### Consigna 1
Enumera cada línea de los registros que contenga la palabra "positive", distinguiendo entre mayúsculas y minúsculas.

### Fragmento del texto

────────────────

3. Cisma de Miguel Cerulario

   La verdadera y definitiva separación de la iglesia oriental tardó un par de siglos en llegar y tuvo raíces culturales y políticas que aumentaron con el tiempo. Mien­tras la cultura occidental se transformaba, sobre todo por la influencia de los pueblos europeos ya estabilizados, como era el caso de los visigodos, de los francos y sobre todo de los germanos, en Oriente se mantenía el espíritu helenístico.
   Aunque se reconocía en Constantinopla cierta primacía honorífica al Obispo de Roma, no se aceptaron ni por los Emperadores ni por Patriarcas de la Sede determinadas  exigencias jurisdiccionales de los Papas. Esas exigencias aumentaron con la llegada al pontificado de León IX (1048-1054) y con sus sucesores.
   El emperador bizantino Constantino IX Monómaco derrocó al anterior emperador, Miguel IV Paflagonio, y nombró a Focio Patriarca en 1043, tres años después de hacerse monje. Inició entonces una dura campaña contra las iglesias latinas de su propia ciudad y terminó ce­rrándolas. Los pretextos eran nimios, como el uso de pan ácimo por los latinos en la Eucaristía o el mantenimiento por ellos de la palabra "filioque" en el Credo.
   Excomulgado en 1054, junto a toda la Iglesia oriental, Cerulario rechazó el primado del León IX. Escribió una encíclica en defensa de la independencia de la Iglesia bizantina en igualdad con la occidental. Afirmó la primacía de la Iglesia sobre el Estado, juicio que provocó su destitución y condena al exilio por el Emperador bizantino, entonces Isaac I Comneno.
   El cardenal Humberto de Silva Cándi­da fue enviado a Constantinopla desde Roma en 1054 para lograr la reconciliación y la unidad, pero resultó tan intolerante como Cerulario y concluyó su visita con la mutua excomunión entre ambas sedes episcopales.
   El saqueo de Constantinopla durante la cuarta Cruzada (1204) aumentó la oposi­ción a Occidente y anuló los esfuerzos para restablecer la unidad. La separación se consolidó y tardaría mil años en volver el espíritu de diálogo.

────────────────

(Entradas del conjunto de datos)
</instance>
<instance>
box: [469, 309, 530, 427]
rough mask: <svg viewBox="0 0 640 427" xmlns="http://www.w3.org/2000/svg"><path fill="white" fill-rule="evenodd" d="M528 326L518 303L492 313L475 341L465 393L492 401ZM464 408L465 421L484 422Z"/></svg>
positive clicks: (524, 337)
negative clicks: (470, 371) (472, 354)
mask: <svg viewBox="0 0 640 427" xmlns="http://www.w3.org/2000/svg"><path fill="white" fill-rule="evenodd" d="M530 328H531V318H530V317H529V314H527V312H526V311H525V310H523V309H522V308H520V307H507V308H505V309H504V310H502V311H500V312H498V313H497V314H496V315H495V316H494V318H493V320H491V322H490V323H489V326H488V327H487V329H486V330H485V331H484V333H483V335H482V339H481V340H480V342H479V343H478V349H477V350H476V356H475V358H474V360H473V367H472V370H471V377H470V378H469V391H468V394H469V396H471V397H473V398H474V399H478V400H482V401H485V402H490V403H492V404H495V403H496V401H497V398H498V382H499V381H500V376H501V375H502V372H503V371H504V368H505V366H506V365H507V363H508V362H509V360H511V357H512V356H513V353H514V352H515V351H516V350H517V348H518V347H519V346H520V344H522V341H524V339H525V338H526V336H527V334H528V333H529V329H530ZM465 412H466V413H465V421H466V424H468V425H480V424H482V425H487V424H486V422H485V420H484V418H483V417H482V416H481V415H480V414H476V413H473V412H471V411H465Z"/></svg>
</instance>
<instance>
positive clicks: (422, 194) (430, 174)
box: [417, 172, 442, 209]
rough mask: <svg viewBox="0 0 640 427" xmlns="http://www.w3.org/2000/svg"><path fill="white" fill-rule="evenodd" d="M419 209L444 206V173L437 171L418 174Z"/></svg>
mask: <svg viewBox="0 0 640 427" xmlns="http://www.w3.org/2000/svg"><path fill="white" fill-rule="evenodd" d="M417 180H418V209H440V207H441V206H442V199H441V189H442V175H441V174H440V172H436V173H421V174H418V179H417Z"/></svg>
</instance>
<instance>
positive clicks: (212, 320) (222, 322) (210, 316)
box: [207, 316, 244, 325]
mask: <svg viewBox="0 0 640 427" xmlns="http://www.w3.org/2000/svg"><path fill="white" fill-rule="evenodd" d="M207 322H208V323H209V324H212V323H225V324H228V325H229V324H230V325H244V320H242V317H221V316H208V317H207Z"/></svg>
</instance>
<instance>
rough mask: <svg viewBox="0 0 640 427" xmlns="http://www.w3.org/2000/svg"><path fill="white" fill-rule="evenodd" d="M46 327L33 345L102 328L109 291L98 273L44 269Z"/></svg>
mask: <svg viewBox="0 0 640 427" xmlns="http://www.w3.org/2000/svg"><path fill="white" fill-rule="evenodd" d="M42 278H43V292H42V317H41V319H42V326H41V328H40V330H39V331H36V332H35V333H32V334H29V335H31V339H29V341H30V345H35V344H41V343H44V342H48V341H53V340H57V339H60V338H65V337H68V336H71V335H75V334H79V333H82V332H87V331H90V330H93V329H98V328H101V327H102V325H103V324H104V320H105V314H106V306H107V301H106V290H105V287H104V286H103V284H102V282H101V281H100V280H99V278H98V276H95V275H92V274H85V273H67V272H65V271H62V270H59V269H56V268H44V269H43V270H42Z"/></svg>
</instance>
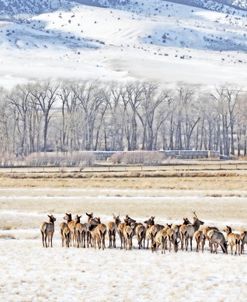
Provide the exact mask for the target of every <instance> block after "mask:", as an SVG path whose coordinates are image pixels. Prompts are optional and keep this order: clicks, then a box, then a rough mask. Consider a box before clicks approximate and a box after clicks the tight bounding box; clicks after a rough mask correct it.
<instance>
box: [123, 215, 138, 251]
mask: <svg viewBox="0 0 247 302" xmlns="http://www.w3.org/2000/svg"><path fill="white" fill-rule="evenodd" d="M135 223H136V221H135V220H134V219H132V218H130V217H129V216H128V215H126V217H125V219H124V227H123V239H124V248H125V249H126V250H127V249H129V250H131V249H132V245H133V244H132V239H133V236H134V234H135Z"/></svg>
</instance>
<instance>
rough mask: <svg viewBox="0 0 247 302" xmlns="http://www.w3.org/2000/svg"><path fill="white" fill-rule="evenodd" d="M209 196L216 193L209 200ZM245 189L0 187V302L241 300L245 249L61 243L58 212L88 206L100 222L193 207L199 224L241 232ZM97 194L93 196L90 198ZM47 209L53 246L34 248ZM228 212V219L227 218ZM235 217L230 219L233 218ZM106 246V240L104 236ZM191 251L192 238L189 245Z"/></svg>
mask: <svg viewBox="0 0 247 302" xmlns="http://www.w3.org/2000/svg"><path fill="white" fill-rule="evenodd" d="M214 196H216V197H214ZM246 196H247V195H246V190H245V188H243V190H242V191H239V190H238V191H234V190H231V191H227V190H223V189H222V190H220V191H219V190H217V191H200V190H198V191H190V190H185V191H184V190H183V191H180V190H154V189H147V190H138V189H134V190H131V189H118V188H115V189H111V188H107V189H106V188H102V189H100V188H97V189H95V188H1V189H0V300H1V301H11V302H12V301H17V302H19V301H23V302H27V301H28V302H29V301H32V302H33V301H37V302H40V301H62V302H63V301H64V302H66V301H68V300H69V301H75V302H77V301H99V302H102V301H131V302H132V301H161V302H164V301H206V300H207V301H236V297H237V301H240V302H242V301H243V302H244V301H246V295H247V266H246V259H247V254H246V252H245V255H242V256H231V255H223V254H222V253H221V252H219V254H218V255H212V254H210V252H209V250H208V247H206V251H205V253H204V254H202V253H196V252H195V250H193V251H192V252H182V251H181V250H179V251H178V253H177V254H175V253H174V252H171V253H169V252H168V251H167V252H166V254H165V255H163V254H161V253H160V251H158V252H155V253H152V252H151V251H150V250H138V249H137V248H136V247H137V242H136V239H135V240H134V247H135V248H134V249H133V250H132V251H125V250H120V248H119V247H120V243H119V240H117V249H116V250H115V249H114V250H113V249H108V248H107V249H105V250H104V251H102V250H94V249H92V248H90V249H82V248H80V249H77V248H73V247H71V248H69V249H67V248H62V247H61V240H60V234H59V224H60V223H61V222H62V221H63V216H64V214H63V213H65V212H66V211H71V212H72V213H73V214H76V213H78V214H80V215H81V214H82V215H83V216H82V220H83V221H86V215H85V212H86V211H93V212H94V213H95V215H96V216H100V217H101V219H102V222H105V223H106V222H108V221H110V220H111V219H112V216H111V213H113V212H115V213H119V211H120V213H121V217H123V216H124V215H125V214H127V213H128V214H129V215H130V216H132V217H134V218H136V219H137V220H138V221H144V220H145V219H146V218H147V217H149V215H153V214H155V215H156V221H157V222H160V223H169V222H177V223H179V222H181V220H182V217H183V216H187V215H188V217H189V218H191V217H192V210H196V212H197V214H198V215H199V217H200V218H201V219H202V220H203V221H205V223H206V224H210V225H216V226H218V227H220V228H221V229H222V228H223V227H224V226H225V224H230V225H231V226H232V227H233V229H234V231H240V230H241V229H247V225H246V214H245V213H246ZM97 197H99V198H97ZM50 212H52V213H53V214H54V216H55V217H56V218H57V221H56V223H55V234H54V248H53V249H50V248H49V249H45V248H43V247H42V246H41V236H40V231H39V225H40V223H41V222H42V221H44V220H46V219H47V213H50ZM234 215H235V216H234ZM236 216H237V217H238V218H236ZM106 243H107V245H108V239H107V242H106ZM193 244H194V245H193V247H194V248H195V243H193Z"/></svg>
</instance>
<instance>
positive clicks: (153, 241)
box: [151, 225, 170, 254]
mask: <svg viewBox="0 0 247 302" xmlns="http://www.w3.org/2000/svg"><path fill="white" fill-rule="evenodd" d="M168 228H170V226H168V225H166V226H164V228H162V229H161V230H159V231H158V232H157V233H156V235H155V237H154V239H153V242H152V245H151V250H152V252H154V251H156V250H158V249H159V247H160V246H161V254H165V249H166V246H167V242H166V241H167V230H168Z"/></svg>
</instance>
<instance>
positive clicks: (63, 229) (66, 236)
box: [60, 222, 70, 247]
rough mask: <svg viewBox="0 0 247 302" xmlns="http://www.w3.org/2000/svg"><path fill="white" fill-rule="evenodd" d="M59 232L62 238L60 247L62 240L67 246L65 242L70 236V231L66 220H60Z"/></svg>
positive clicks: (63, 243) (69, 237) (68, 241)
mask: <svg viewBox="0 0 247 302" xmlns="http://www.w3.org/2000/svg"><path fill="white" fill-rule="evenodd" d="M60 234H61V239H62V247H64V242H65V244H66V246H67V242H69V238H70V231H69V228H68V225H67V223H66V222H62V223H61V224H60ZM67 237H68V238H67Z"/></svg>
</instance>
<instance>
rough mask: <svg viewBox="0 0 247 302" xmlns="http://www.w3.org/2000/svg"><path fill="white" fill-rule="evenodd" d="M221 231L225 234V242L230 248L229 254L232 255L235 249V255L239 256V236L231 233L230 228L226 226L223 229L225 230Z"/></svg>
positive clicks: (239, 238)
mask: <svg viewBox="0 0 247 302" xmlns="http://www.w3.org/2000/svg"><path fill="white" fill-rule="evenodd" d="M223 231H224V232H226V236H227V241H228V244H229V245H230V248H231V254H233V248H234V247H235V255H237V254H238V255H240V254H241V248H240V242H241V237H240V234H236V233H233V232H232V228H231V227H229V226H228V225H227V226H226V227H225V229H224V230H223Z"/></svg>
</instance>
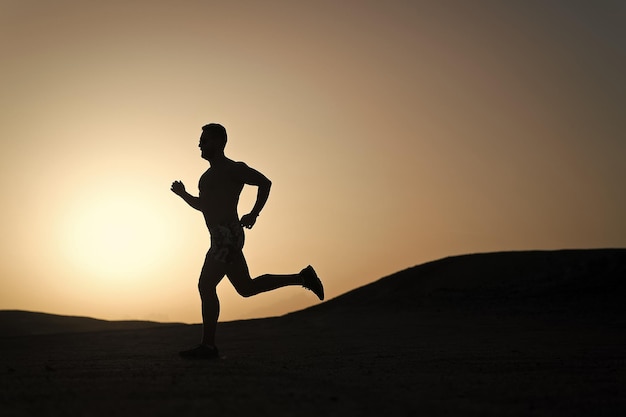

────────────────

### Consigna 2
Contesta brevemente estas preguntas sobre el texto del cisma:
(a) ¿Qué años abarca el pontificado de León IX?
(b) ¿Desde dónde se envió a Constantinopla al cardenal Humberto de Silva Cándida?
(c) ¿En qué Cruzada tuvo lugar el saqueo de Constantinopla?

### Resultado 1
positive clicks: (524, 337)
positive clicks: (422, 194) (430, 174)
positive clicks: (212, 320) (222, 322) (210, 316)
positive clicks: (153, 241)
positive clicks: (63, 229) (66, 236)
positive clicks: (63, 243) (69, 237) (68, 241)
positive clicks: (239, 238)

### Resultado 2
(a) De 1048 a 1054.
(b) Desde Roma.
(c) En la cuarta Cruzada, en 1204.